▸ **DATA LISTING**:
++++++++

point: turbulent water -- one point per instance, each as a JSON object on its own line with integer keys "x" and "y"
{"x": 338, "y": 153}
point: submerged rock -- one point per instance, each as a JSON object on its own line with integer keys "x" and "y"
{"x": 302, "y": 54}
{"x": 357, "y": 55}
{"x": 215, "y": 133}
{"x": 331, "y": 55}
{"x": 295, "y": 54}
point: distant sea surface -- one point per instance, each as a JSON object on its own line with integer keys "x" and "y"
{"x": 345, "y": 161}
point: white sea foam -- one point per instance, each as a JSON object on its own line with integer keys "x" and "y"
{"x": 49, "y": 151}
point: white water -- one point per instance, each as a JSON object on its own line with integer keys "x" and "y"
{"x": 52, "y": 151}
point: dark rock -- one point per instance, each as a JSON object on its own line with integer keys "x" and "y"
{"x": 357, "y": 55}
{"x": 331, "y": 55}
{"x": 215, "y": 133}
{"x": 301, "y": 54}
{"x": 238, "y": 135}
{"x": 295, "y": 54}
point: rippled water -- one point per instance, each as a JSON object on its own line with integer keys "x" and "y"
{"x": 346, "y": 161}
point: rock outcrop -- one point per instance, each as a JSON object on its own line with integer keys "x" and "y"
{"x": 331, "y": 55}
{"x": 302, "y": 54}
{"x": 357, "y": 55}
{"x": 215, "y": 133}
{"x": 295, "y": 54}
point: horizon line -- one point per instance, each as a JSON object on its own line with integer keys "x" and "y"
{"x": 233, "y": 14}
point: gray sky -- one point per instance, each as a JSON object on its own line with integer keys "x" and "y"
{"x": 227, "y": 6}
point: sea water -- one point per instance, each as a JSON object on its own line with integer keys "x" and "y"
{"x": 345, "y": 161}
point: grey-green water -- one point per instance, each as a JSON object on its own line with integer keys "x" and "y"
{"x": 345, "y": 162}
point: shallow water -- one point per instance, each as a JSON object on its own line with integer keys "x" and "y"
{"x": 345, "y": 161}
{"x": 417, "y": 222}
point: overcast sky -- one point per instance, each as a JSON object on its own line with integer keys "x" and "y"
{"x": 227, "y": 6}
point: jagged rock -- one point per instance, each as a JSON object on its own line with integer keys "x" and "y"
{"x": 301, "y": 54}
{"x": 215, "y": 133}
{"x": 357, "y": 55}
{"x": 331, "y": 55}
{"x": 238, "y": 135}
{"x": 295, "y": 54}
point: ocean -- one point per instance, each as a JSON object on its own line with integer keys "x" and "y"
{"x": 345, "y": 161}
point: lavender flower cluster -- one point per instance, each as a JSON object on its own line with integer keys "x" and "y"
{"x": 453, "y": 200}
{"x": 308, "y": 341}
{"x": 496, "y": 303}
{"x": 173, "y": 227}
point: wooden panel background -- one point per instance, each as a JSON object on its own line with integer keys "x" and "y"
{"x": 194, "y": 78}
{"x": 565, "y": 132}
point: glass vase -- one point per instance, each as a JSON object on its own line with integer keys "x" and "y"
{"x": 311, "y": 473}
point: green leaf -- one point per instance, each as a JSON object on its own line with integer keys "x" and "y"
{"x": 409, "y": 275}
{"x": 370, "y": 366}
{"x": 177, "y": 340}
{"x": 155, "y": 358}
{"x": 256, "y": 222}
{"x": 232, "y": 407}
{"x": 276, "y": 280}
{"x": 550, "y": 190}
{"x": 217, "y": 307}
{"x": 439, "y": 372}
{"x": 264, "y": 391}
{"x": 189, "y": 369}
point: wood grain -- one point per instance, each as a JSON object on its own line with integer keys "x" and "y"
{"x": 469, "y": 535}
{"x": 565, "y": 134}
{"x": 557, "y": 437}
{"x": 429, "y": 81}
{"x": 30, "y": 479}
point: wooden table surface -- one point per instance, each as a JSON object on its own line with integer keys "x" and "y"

++++++++

▸ **YOUR OBJECTIVE**:
Reproduce, word for word, every line starting at the line that contains "point: green leaf" and ending with the final line of the entries.

▸ **EXPECTED ANSWER**:
point: green leaf -- one point per instance, each as a JSON object on its own line with integer keys "x" and "y"
{"x": 409, "y": 275}
{"x": 370, "y": 366}
{"x": 177, "y": 340}
{"x": 155, "y": 358}
{"x": 256, "y": 222}
{"x": 232, "y": 407}
{"x": 276, "y": 280}
{"x": 550, "y": 190}
{"x": 217, "y": 307}
{"x": 439, "y": 372}
{"x": 264, "y": 391}
{"x": 189, "y": 369}
point: wood grain -- one point per instance, each as a JSON object on its own line with integer keys "x" and "y"
{"x": 469, "y": 535}
{"x": 565, "y": 134}
{"x": 557, "y": 437}
{"x": 429, "y": 81}
{"x": 30, "y": 479}
point: wooden table surface -- one point per instance, each as a JSON object on its own line with integer keys "x" and "y"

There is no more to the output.